> **Data records**:
'''

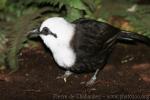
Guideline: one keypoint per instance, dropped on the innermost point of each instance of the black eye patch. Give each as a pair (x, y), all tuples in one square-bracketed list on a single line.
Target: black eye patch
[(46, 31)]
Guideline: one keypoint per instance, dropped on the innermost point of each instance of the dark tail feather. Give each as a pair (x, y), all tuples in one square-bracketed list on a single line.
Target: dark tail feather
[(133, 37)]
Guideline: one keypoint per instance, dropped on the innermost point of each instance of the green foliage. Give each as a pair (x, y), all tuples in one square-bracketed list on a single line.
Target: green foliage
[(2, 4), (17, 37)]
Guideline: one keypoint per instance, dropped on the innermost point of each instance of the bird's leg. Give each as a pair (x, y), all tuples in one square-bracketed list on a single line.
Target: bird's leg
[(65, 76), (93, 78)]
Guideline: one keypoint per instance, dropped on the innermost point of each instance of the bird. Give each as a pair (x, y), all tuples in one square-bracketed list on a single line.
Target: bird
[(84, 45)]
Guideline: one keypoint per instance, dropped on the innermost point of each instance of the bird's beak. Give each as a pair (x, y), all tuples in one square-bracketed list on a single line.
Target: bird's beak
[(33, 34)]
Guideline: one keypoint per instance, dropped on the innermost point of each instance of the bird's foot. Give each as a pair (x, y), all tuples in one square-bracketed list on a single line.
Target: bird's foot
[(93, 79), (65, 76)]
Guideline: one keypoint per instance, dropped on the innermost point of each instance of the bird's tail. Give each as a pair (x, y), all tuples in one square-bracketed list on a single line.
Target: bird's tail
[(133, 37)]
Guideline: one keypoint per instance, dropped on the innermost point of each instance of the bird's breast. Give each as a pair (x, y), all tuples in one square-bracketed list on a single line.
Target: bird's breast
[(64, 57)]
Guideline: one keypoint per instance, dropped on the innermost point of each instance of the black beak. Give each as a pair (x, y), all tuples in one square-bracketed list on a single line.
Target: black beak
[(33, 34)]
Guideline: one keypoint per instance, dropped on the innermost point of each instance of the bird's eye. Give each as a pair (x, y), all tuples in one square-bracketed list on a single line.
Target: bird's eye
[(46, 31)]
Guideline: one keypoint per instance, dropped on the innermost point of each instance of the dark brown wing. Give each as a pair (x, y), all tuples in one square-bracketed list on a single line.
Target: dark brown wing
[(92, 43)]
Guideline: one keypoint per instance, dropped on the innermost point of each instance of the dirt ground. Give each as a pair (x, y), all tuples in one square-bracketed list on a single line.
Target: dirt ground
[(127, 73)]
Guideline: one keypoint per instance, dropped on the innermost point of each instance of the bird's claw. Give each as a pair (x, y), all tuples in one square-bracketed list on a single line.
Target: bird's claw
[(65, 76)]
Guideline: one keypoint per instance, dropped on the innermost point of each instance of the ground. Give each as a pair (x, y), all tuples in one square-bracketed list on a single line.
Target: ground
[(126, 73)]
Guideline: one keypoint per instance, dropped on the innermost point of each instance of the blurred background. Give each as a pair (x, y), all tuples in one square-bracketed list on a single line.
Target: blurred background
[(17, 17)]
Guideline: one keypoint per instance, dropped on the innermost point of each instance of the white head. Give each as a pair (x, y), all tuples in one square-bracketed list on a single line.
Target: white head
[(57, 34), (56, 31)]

'''

> **STATED GOAL**: Copy these items line for line, leaving out the pictures.

> **ANSWER TO THE TASK**:
Guideline: one keypoint per instance, dropped on the innermost point of each instance of the black eye patch. Give each as a pair (x, y), all tuples in one square-bracketed list on a single line.
Target: black eye patch
[(46, 31)]
Guideline: one keypoint per instance, dropped on the innermost point of each instance of the dark tail feather. Give each as a pair (x, y), all tuples in one square-bracketed list on a single line.
Target: dark tail feather
[(133, 37)]
Guideline: one keypoint per instance, dropped on the innermost point of each instance of the green foliage. Give each as a pair (x, y), all tuples in one square-bracketed list on a single line.
Target: green foliage
[(2, 4), (17, 37)]
Guideline: one keypoint per instance, dropped on the innermost point of each instance of the bird's leg. Give each as a pair (x, y), all tuples in one square-bracketed list on a single line.
Target: bird's leg
[(65, 76), (93, 78)]
Guideline: one keypoint per instance, dropped on the innermost point of each instance of the bird. Give each as a pair (x, y), all tuples in one square-bracketed list on a single line.
Target: bird
[(84, 45)]
Guideline: one keypoint per instance, dropped on the innermost point of each instance of the bird's beak. Give each as a pair (x, y), all tuples in one square-bracketed list on a single line.
Target: bird's beak
[(33, 34)]
Guideline: one keypoint per instance, dropped on the innermost point of each instance of the bird's foot. Give each as a pair (x, y), all tuples in one square-bracketed list on a single line.
Target: bird's foot
[(93, 79), (65, 76)]
Guideline: one keypoint per instance, dropped on the innermost point of each instance of the bird's tail. Give each as a pair (x, y), all tuples in one square-bracketed list on a single line.
Target: bird's tail
[(133, 37)]
Guideline: one keypoint per instance, dropped on the innermost point of each instance of the bird's breast. Give each as a pair (x, y), all tuples in one square-bracketed list on a single line.
Target: bird's breast
[(64, 57)]
Guideline: one keypoint per instance, dropped on the innermost point of each instance of the black beak. Give each as a pair (x, y), all tuples in one square-bracketed list on a single line.
Target: black beak
[(33, 34)]
Guideline: one keypoint per instance, dropped on the innermost point of each instance of the bird's eye. Give each as a pair (x, y), all tuples in one square-bracketed list on a single line.
Target: bird's eye
[(46, 31)]
Guideline: one keypoint per instance, dropped on the innermost point of each instance of the dark brown wing. Give each as a pair (x, y), all tuples in one square-bracketed list on a single line.
Target: dark brown wing
[(92, 43)]
Guideline: one keypoint per instance, dropped on the innermost point of each instance of the dirt ground. Give each as a pair (x, y), all tuples in one square-bracketed list on a single line.
Target: dirt ground
[(127, 73)]
Guideline: one keypoint per instance, dropped on the innermost point of each instance of the bird's claw. Give each as a pair (x, y), all tuples in one square-bracketed list on a single line.
Target: bird's claw
[(65, 76)]
Guideline: one keypoint per instance, dropped on the innermost point of each instance of the ground. Give each as a pair (x, y), all tuples in one square-bracketed list on a single line.
Target: ground
[(126, 73)]
Guideline: one keypoint per instance, dropped on the innermost point of each instance of the blurred background. Give each as a pair (x, y), all tuples in one square-bracketed list on a single line.
Target: blurred background
[(17, 17)]
Guideline: one keypoint per instance, dropped on the innermost point of each instance of the white head. Give each as a pair (x, y), all tuples in one square-bracketed list on a single line.
Target: white head
[(57, 34), (56, 31)]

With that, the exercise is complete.